What to do
Once the line containing "of the teal" is found in the entries below, reproduce it and every line after it, stopping at and including the line containing "of the tall"; reproduce nothing else, and keep each line exact.

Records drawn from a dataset
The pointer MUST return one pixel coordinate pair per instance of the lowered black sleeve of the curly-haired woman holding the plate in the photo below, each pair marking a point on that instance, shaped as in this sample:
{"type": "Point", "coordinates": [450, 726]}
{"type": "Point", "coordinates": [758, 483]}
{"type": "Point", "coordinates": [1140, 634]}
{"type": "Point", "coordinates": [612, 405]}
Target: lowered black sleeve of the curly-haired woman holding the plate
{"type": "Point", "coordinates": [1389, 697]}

==

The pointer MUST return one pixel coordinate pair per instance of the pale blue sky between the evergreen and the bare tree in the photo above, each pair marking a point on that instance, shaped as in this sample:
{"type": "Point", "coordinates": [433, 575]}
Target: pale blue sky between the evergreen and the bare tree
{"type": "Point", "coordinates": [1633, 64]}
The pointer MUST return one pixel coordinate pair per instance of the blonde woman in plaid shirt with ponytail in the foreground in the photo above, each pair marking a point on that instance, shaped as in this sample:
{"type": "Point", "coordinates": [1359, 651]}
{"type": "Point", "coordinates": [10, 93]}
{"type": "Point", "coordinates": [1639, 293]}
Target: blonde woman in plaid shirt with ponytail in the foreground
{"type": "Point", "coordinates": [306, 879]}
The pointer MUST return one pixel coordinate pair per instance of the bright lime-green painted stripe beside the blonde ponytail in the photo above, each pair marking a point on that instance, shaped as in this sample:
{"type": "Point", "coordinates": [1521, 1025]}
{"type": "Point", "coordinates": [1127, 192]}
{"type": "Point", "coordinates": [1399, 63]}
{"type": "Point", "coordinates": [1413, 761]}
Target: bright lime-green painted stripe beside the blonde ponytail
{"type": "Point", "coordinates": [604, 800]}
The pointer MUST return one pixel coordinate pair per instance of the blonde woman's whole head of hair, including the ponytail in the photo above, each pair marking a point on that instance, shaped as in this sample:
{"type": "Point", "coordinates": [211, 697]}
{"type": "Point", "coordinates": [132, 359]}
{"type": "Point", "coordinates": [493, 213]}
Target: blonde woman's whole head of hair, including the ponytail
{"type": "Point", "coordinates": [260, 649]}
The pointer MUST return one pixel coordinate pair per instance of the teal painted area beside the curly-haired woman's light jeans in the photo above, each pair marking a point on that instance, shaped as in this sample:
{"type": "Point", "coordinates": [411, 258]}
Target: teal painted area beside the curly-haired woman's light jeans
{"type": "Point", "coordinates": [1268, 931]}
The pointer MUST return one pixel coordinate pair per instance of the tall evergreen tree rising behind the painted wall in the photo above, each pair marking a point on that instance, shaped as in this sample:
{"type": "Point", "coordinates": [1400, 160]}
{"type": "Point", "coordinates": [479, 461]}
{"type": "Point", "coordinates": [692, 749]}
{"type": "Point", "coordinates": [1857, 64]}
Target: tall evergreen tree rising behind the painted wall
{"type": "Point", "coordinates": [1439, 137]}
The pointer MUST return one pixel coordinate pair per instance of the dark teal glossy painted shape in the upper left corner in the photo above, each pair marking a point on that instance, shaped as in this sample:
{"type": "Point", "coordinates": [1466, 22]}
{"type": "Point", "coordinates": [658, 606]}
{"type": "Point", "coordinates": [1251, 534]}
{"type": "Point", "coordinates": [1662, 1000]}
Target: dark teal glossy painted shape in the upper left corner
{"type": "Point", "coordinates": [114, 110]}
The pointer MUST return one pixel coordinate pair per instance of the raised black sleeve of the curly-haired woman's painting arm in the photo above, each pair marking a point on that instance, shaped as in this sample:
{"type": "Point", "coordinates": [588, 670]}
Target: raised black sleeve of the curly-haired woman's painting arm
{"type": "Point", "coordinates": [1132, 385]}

Exercise result
The pointer MUST return one pixel coordinate pair per instance of the teal painted area beside the curly-haired woman's light jeans in the photo above, each pair marking a point on that instance, shaped as in this sample:
{"type": "Point", "coordinates": [411, 258]}
Target: teal painted area beside the curly-haired woman's light jeans
{"type": "Point", "coordinates": [1268, 931]}
The pointer MUST return one pixel coordinate pair per instance of the tall evergreen tree rising behind the painted wall in the photo above, each pair marking a point on that instance, shaped as in this sample:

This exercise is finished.